— DIRECTIONS FOR THIS TASK —
Starting at the line that contains "point: small stone", print every remaining line of the entries, unchanged, and output nothing more.

— ROWS —
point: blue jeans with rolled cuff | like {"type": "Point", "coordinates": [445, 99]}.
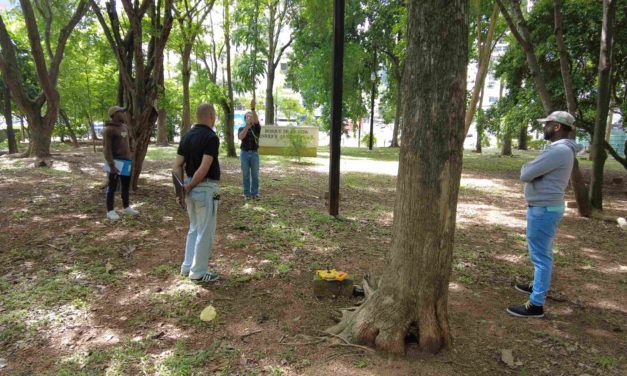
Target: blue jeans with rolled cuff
{"type": "Point", "coordinates": [249, 162]}
{"type": "Point", "coordinates": [542, 225]}
{"type": "Point", "coordinates": [202, 209]}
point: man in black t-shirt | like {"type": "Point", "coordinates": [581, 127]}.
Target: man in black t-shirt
{"type": "Point", "coordinates": [249, 155]}
{"type": "Point", "coordinates": [198, 167]}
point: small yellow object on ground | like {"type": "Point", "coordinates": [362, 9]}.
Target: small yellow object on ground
{"type": "Point", "coordinates": [331, 274]}
{"type": "Point", "coordinates": [208, 314]}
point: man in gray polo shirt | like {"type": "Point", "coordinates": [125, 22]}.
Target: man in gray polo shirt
{"type": "Point", "coordinates": [546, 178]}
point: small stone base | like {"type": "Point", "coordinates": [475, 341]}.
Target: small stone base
{"type": "Point", "coordinates": [330, 289]}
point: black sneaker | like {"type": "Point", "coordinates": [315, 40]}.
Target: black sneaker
{"type": "Point", "coordinates": [526, 288]}
{"type": "Point", "coordinates": [207, 278]}
{"type": "Point", "coordinates": [526, 310]}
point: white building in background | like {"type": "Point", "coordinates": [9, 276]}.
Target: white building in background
{"type": "Point", "coordinates": [492, 92]}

— ANSWER TO THIS PROBLEM —
point: small stone base | like {"type": "Point", "coordinates": [475, 341]}.
Target: small stone base
{"type": "Point", "coordinates": [330, 289]}
point: black sneaker | like {"type": "Point", "coordinates": [315, 40]}.
Target: black sneaker
{"type": "Point", "coordinates": [526, 288]}
{"type": "Point", "coordinates": [207, 278]}
{"type": "Point", "coordinates": [526, 310]}
point: white building in background | like {"type": "Point", "coordinates": [9, 276]}.
Target: white building in background
{"type": "Point", "coordinates": [492, 92]}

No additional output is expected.